• _Task goal_:
Having located "Target: white hard hat" in the records below, repeat exactly the line it is on and all subsequent lines, ending with the last.

○ ○ ○

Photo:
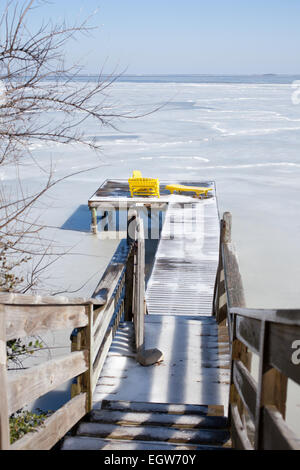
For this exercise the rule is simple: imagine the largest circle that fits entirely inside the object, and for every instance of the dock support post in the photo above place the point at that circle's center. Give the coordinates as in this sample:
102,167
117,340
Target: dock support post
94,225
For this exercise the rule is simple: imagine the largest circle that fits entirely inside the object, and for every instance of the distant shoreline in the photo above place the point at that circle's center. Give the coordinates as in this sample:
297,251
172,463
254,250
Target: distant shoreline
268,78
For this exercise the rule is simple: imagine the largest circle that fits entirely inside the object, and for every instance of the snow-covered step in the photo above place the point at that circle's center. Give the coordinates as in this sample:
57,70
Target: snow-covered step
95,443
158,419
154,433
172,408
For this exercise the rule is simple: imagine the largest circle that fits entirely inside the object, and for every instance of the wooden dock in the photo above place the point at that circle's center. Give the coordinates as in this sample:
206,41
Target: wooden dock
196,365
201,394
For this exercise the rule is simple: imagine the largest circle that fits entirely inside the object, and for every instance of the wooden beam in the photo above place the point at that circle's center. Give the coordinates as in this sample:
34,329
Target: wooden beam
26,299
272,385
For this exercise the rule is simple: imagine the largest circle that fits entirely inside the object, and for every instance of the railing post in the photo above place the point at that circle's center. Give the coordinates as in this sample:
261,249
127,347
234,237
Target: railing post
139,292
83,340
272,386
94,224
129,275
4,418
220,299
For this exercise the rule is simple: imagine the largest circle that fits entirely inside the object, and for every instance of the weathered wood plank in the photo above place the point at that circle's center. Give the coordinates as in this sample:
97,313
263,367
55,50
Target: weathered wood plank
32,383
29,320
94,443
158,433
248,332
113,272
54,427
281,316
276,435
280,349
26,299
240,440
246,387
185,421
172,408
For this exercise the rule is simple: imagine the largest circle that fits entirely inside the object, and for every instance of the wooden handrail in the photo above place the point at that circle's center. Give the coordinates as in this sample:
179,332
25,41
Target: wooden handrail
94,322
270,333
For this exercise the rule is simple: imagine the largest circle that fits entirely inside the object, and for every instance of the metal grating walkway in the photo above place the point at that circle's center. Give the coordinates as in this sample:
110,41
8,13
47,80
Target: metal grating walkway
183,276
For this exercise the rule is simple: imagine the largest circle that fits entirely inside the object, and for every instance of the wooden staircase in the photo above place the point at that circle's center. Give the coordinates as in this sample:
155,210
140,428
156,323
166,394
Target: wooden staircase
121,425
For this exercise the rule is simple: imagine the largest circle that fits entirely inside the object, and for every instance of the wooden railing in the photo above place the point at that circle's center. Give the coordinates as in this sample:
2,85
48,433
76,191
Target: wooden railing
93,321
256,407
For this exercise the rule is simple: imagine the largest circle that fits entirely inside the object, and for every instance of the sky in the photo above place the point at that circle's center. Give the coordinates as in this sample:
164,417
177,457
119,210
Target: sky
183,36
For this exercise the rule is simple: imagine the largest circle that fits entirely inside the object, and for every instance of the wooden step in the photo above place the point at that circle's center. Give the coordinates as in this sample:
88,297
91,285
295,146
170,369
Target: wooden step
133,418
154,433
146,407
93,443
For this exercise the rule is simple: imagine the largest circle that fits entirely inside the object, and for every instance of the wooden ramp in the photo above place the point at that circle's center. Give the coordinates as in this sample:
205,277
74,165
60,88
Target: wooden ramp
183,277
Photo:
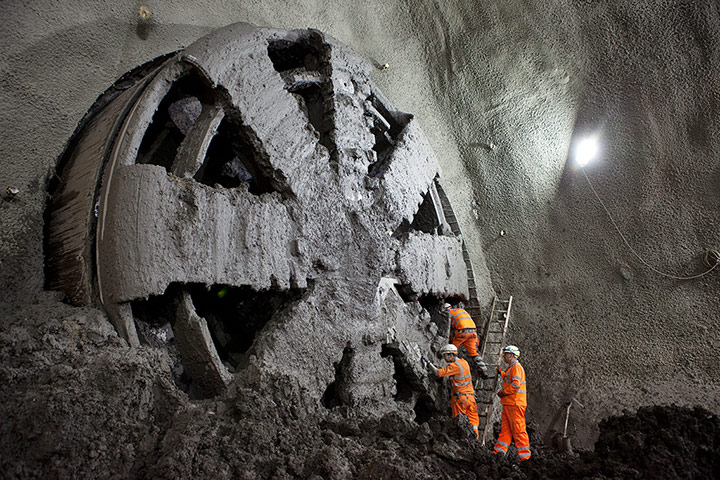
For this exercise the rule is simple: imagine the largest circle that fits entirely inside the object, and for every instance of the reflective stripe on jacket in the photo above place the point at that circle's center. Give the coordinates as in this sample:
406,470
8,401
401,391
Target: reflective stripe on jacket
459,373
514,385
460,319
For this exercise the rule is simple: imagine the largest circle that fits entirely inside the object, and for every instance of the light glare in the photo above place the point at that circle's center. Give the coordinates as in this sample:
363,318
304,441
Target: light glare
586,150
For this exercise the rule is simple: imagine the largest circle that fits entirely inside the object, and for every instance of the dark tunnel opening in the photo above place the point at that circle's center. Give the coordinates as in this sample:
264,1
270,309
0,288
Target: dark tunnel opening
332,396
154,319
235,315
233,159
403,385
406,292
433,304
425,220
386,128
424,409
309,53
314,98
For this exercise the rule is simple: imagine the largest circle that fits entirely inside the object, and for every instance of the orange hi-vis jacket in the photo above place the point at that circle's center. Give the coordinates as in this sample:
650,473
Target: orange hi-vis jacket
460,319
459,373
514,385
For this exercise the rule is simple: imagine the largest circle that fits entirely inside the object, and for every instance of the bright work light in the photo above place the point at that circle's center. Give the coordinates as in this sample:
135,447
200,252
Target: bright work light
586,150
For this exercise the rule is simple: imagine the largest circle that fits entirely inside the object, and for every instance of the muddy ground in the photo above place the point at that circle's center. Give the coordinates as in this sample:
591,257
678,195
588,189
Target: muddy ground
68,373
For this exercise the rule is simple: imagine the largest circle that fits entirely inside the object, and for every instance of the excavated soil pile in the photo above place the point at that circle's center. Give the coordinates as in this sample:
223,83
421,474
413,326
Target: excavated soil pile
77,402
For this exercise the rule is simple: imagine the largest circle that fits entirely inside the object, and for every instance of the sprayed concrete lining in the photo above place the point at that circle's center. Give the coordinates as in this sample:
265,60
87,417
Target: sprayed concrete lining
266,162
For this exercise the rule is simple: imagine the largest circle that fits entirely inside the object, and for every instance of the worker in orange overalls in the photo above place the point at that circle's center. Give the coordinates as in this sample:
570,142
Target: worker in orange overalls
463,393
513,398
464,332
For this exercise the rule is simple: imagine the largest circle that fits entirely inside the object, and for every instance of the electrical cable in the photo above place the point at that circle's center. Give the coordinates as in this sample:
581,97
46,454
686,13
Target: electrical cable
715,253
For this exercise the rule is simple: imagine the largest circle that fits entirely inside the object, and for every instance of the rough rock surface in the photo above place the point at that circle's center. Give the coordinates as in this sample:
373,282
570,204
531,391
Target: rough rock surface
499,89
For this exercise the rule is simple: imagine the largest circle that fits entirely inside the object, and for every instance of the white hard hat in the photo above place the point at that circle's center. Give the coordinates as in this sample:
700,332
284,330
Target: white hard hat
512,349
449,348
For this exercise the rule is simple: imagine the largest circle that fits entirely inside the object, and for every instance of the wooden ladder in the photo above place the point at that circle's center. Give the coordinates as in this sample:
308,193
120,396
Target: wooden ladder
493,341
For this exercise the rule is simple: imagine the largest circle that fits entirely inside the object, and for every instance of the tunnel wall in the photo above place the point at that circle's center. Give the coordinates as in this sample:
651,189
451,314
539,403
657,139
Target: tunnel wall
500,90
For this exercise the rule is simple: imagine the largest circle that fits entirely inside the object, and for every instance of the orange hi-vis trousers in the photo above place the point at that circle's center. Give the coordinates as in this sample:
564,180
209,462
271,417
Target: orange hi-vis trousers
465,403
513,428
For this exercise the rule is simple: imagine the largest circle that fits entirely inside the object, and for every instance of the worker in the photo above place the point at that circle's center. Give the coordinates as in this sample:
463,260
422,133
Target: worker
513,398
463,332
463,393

○ ○ ○

• _Problem solution_:
Target: white hard hat
512,349
449,348
For this exercise the rule is simple: imagine the largest circle that fits entirely inside the object, and for every instance of the wooden ladder in the photo above place the point at that circle's center. Give the coordinates as in this sample:
308,193
120,396
Target: wooden ladder
493,341
For this exercise the rule is simple: imagine the largest circle that fits entirely inside the object, and for every instance of the tunnel wall in the photo above place the point at that circle's center. Give the coordinates as in this sample:
651,189
451,314
539,403
657,139
Target: tunnel wall
500,90
For this exercise the rule is simple: imagine the largest circle that fits entirely inside the object, and for every instance of the orange hi-vis trousers in the photo above place the point at that circle's center. Give the coordinates as in this sample:
564,180
209,462
271,417
Target: orange hi-vis trousers
465,403
513,428
For this exercise the rule is simple: imagine the largest circle that fits entirely inside the object, and for every instance of the worker in the photo above place the point at that circle's center. Give the coordinates as in this sample:
463,260
422,133
Target: worker
513,398
463,332
463,393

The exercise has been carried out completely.